>> START Excerpt

0

I read this website : http://lenskit.org/documentation/evaluator/quickstart/ I first tried to run it using the script " $ lenskit eval " and I just created a new groovy file in my hello-lenskit example and run it using the command line but nothing happened. Then I tried to use it in Java program(hello-lenskit.java). I run into some errors.

    File dataFile = new File("ml-100k/u.data");
    PreferenceDomain domain = new PreferenceDomain(1.0,5.0,1.0);
    DataSource data = new CSVDataSource("ml-100k",dataFile,"\t",domain);//give me an error CSVDataSource is not public and can not be accessed from the outside package.
    CrossfoldTask cross = new CrossfoldTask();

    LenskitConfiguration config1 = new LenskitConfiguration();
    config1.bind(ItemScorer.class)
            .to(UserMeanItemScorer.class);
    AlgorithmInstance alg1 = new AlgorithmInstance("PersMean",config1);
    evl.addAlgorithm(alg1);

    LenskitConfiguration config2 = new LenskitConfiguration();
    config2.bind(ItemScorer.class)
            .to(ItemItemScorer.class);
    config2.bind(UserVectorNormalizer.class)
            .to(BaselineSubtractingUserVectorNormalizer.class);
    config2.within(UserVectorNormalizer.class)
            .bind(BaselineScorer.class,ItemScorer.class)
            .to(ItemMeanRatingItemScorer.class);
    AlgorithmInstance alg2 = new AlgorithmInstance("ItemItem",config2);
    evl.addAlgorithm(alg2);

    evl.addMetric(RMSEPredictMetric.class);
    File file = new File("eval-results.csv");
    evl.setOutput(file);

What should I do next? How could I generate the overall rating error?

Pyrology
  • 169
  • 2
  • 12
user3369592
  • 1,367
  • 5
  • 21
  • 43
  • _'nothing happened'_ and _'run into some errors'_ are not an adequate problem description. –  Mar 13 '15 at 01:55

1 Answers1

1

Using the LensKit evaluation commands manually is difficult, undocumented, and not recommended.

The SimpleEvaluator is the best way to get overall accuracy from a LensKit recommender in a Java application.

>> END Excerpt
>> START Supplied records

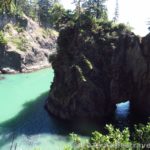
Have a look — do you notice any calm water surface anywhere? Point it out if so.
[0,69,129,150]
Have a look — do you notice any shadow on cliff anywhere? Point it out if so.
[0,92,73,147]
[0,92,115,147]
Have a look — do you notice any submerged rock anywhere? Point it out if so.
[46,20,150,119]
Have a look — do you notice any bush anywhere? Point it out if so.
[65,123,150,150]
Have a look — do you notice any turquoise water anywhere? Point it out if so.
[0,69,73,150]
[0,69,129,150]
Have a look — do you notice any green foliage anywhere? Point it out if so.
[67,123,150,150]
[12,36,29,51]
[0,31,7,45]
[48,3,65,29]
[133,123,150,144]
[75,65,86,82]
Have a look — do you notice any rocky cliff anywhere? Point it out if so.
[0,15,57,73]
[46,19,150,119]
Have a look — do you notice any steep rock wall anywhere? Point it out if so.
[46,24,150,119]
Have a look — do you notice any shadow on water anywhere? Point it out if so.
[0,92,105,147]
[0,92,149,147]
[0,92,69,147]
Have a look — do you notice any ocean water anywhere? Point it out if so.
[0,69,73,150]
[0,69,129,150]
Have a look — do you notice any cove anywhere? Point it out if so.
[0,69,131,150]
[0,69,72,150]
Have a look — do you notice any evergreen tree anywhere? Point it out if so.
[0,0,12,13]
[83,0,107,19]
[113,0,119,22]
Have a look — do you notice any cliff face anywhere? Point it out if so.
[0,16,57,73]
[46,21,150,119]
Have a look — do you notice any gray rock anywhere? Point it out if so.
[46,29,150,119]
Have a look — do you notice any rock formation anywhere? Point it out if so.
[46,21,150,119]
[0,16,57,73]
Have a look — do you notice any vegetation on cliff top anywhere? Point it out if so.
[65,123,150,150]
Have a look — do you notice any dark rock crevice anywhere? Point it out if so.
[46,24,150,119]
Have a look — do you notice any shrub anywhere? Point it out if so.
[0,31,7,45]
[65,123,150,150]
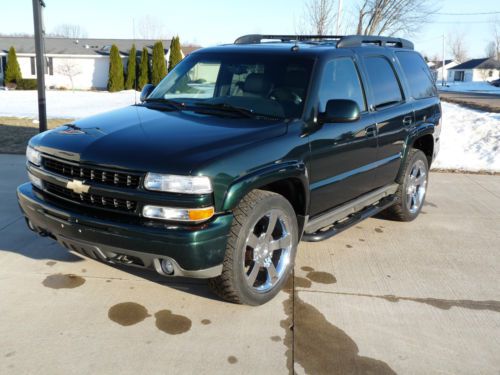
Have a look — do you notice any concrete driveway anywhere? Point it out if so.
[0,155,500,374]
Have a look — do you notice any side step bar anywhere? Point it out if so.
[302,184,398,241]
[302,195,398,242]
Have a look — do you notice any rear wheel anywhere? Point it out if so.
[209,190,298,305]
[384,149,429,221]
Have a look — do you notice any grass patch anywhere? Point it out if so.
[0,117,73,154]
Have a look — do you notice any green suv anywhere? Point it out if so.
[18,35,441,305]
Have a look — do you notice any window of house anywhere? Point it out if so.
[396,52,436,99]
[319,57,366,112]
[30,57,36,76]
[365,56,403,109]
[453,70,465,82]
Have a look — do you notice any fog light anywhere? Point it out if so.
[28,172,43,190]
[161,259,174,275]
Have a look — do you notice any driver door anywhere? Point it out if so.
[310,57,377,216]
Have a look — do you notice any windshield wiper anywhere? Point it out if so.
[195,102,258,118]
[144,98,186,111]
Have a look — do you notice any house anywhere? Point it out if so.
[427,60,458,82]
[0,37,196,90]
[448,57,500,82]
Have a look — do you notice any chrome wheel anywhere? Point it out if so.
[406,160,427,214]
[243,209,293,293]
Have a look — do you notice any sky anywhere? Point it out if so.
[0,0,500,58]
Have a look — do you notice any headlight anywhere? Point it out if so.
[144,173,212,194]
[26,146,42,166]
[142,205,214,223]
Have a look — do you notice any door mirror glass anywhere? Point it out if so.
[140,83,155,102]
[318,99,360,123]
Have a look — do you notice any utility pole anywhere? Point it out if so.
[33,0,47,133]
[441,34,448,86]
[335,0,342,35]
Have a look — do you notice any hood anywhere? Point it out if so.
[30,106,287,174]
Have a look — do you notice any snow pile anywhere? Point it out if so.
[0,90,500,172]
[436,82,500,94]
[433,102,500,172]
[0,90,139,119]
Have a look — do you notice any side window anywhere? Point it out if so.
[396,52,436,99]
[365,56,403,108]
[319,57,366,112]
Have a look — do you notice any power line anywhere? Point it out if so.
[436,11,500,16]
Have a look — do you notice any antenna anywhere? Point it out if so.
[132,18,137,105]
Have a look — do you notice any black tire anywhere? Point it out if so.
[383,148,429,221]
[209,190,298,306]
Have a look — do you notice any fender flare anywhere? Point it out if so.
[222,161,309,216]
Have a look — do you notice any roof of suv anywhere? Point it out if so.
[195,34,413,54]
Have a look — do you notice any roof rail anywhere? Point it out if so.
[337,35,414,49]
[234,34,414,49]
[234,34,342,44]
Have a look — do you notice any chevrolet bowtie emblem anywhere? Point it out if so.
[66,180,90,194]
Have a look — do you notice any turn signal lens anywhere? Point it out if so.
[142,205,215,223]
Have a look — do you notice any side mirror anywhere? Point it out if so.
[318,99,361,123]
[139,83,155,103]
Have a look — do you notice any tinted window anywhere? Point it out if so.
[396,52,436,99]
[365,56,403,108]
[319,58,366,112]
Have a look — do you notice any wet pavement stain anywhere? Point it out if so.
[331,292,500,312]
[294,276,312,288]
[281,280,395,374]
[108,302,151,326]
[306,271,337,284]
[42,273,85,289]
[227,355,238,365]
[155,310,191,335]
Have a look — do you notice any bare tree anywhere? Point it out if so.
[56,59,82,91]
[448,32,467,63]
[297,0,336,35]
[137,16,165,39]
[50,23,88,39]
[356,0,437,35]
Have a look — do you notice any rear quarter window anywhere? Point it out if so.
[396,51,437,99]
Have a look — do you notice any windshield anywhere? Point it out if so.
[148,53,313,118]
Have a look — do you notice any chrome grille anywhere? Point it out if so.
[43,181,137,212]
[43,158,140,189]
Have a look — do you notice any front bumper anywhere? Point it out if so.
[17,183,233,278]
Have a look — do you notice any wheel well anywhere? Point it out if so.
[259,178,306,216]
[413,134,434,167]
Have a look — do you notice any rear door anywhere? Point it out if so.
[363,53,415,188]
[310,56,377,216]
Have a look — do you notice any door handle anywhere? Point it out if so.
[403,116,413,126]
[365,125,377,137]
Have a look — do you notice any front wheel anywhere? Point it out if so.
[209,190,298,305]
[384,149,429,221]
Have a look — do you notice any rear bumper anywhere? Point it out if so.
[17,183,233,278]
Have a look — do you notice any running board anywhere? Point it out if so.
[302,195,398,242]
[302,184,398,241]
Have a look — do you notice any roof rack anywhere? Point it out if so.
[234,34,414,49]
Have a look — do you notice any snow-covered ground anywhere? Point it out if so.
[0,90,139,119]
[436,82,500,94]
[433,102,500,172]
[0,90,500,172]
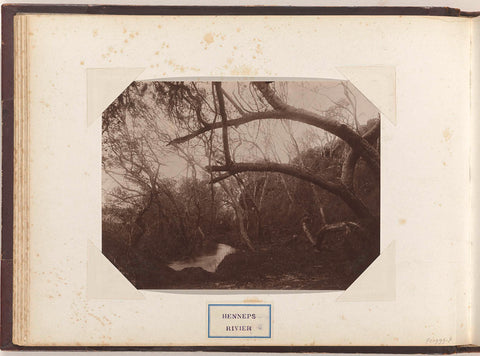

>> END Supplied records

▶ **Work to do**
Repeat the part of the LensKit thread above, starting with "LenskitConfiguration config2 = new" and going on through "config2.bind(UserVectorNormalizer.class)".

▶ **Completed exercise**
LenskitConfiguration config2 = new LenskitConfiguration();
    config2.bind(ItemScorer.class)
            .to(ItemItemScorer.class);
    config2.bind(UserVectorNormalizer.class)